» Aim of the exercise:
Exactly those lines that run from the one containing "Ground green grass." through the last line of the entries below should be printed, and no others.

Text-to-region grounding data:
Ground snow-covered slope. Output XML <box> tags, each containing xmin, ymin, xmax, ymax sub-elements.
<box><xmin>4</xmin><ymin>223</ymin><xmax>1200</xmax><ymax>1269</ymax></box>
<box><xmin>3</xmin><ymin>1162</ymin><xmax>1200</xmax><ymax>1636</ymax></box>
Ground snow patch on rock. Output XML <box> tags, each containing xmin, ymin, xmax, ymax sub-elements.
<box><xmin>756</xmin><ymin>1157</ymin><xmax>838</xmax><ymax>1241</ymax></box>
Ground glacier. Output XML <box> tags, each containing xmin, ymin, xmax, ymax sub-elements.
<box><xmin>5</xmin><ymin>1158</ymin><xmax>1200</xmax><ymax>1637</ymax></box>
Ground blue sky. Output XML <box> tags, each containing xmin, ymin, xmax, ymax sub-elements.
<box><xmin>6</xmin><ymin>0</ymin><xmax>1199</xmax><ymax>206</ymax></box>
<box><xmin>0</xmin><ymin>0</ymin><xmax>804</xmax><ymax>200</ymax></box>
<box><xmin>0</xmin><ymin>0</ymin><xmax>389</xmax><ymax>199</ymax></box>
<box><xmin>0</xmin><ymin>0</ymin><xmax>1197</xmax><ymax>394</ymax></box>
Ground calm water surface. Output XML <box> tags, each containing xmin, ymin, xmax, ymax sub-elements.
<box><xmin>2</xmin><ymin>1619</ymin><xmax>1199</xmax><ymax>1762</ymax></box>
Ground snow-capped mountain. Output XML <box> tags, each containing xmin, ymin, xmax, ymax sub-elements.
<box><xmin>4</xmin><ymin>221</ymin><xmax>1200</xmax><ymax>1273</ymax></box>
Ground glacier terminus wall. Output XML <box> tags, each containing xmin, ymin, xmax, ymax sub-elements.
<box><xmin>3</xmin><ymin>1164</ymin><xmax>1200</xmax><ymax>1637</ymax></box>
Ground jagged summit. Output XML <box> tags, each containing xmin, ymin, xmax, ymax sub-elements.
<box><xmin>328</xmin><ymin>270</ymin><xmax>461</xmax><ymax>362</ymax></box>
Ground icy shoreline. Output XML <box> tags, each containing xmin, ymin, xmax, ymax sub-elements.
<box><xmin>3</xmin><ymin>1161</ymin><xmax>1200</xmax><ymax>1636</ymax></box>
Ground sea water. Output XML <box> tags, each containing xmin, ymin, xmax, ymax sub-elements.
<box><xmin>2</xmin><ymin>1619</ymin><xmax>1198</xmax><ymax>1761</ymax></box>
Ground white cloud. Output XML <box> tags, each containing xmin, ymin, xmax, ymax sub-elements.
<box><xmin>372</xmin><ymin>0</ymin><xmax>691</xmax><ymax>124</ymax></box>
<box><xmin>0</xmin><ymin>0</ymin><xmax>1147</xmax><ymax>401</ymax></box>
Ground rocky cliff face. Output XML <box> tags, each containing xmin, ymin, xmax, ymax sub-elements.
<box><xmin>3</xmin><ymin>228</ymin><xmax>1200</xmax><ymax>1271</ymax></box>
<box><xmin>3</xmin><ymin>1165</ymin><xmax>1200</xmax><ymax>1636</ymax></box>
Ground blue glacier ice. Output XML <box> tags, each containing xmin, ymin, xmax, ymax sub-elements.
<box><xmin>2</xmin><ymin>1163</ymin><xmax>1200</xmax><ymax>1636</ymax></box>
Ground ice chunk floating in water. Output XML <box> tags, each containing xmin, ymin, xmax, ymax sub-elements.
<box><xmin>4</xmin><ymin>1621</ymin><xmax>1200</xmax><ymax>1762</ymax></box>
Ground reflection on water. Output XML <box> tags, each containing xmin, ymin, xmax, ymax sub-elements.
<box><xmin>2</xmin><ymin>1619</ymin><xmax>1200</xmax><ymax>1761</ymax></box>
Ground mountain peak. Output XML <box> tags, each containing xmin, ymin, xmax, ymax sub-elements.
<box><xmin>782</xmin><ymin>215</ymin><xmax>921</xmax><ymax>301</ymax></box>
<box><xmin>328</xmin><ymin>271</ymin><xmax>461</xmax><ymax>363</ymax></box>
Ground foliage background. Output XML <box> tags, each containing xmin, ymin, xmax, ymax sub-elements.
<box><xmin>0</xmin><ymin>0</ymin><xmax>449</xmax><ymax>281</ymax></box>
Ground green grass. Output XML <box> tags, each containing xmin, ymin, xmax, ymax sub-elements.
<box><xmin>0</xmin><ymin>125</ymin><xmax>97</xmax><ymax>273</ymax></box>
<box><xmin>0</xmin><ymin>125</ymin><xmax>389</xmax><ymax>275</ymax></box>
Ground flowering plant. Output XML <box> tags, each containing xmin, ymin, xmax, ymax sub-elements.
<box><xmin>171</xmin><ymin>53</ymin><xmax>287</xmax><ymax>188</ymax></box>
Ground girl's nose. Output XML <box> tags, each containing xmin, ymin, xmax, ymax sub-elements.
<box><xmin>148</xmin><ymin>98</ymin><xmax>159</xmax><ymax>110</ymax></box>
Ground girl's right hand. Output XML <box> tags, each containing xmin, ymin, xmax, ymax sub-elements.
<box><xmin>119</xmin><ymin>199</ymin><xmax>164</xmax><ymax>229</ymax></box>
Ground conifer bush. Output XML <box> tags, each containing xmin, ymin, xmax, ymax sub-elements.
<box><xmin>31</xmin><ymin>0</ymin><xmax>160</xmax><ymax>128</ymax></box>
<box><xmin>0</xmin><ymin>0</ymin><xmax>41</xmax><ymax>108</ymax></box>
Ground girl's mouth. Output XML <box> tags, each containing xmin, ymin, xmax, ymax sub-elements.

» Answer below:
Ground green grass. Output XML <box> tags, each containing xmin, ymin, xmax, ymax sub-elements.
<box><xmin>0</xmin><ymin>125</ymin><xmax>97</xmax><ymax>273</ymax></box>
<box><xmin>0</xmin><ymin>125</ymin><xmax>389</xmax><ymax>275</ymax></box>
Ground flowering plant. Output XML <box> tags, each containing xmin, ymin, xmax, ymax sub-elements.
<box><xmin>171</xmin><ymin>53</ymin><xmax>287</xmax><ymax>188</ymax></box>
Ground girl's nose. Output XML <box> tags, each containing xmin, ymin, xmax, ymax sub-elements.
<box><xmin>148</xmin><ymin>98</ymin><xmax>159</xmax><ymax>110</ymax></box>
Ground girl's right hand. Output XML <box> tags, each containing xmin, ymin, xmax, ymax sub-elements.
<box><xmin>119</xmin><ymin>199</ymin><xmax>164</xmax><ymax>229</ymax></box>
Ground conifer bush. Output XML <box> tags, each containing xmin, ymin, xmax, ymax sub-elements.
<box><xmin>31</xmin><ymin>0</ymin><xmax>160</xmax><ymax>128</ymax></box>
<box><xmin>0</xmin><ymin>0</ymin><xmax>41</xmax><ymax>108</ymax></box>
Ground girl's mouth. Output XML <box> tags, each containing xmin, ymin, xmax, ymax sub-elements.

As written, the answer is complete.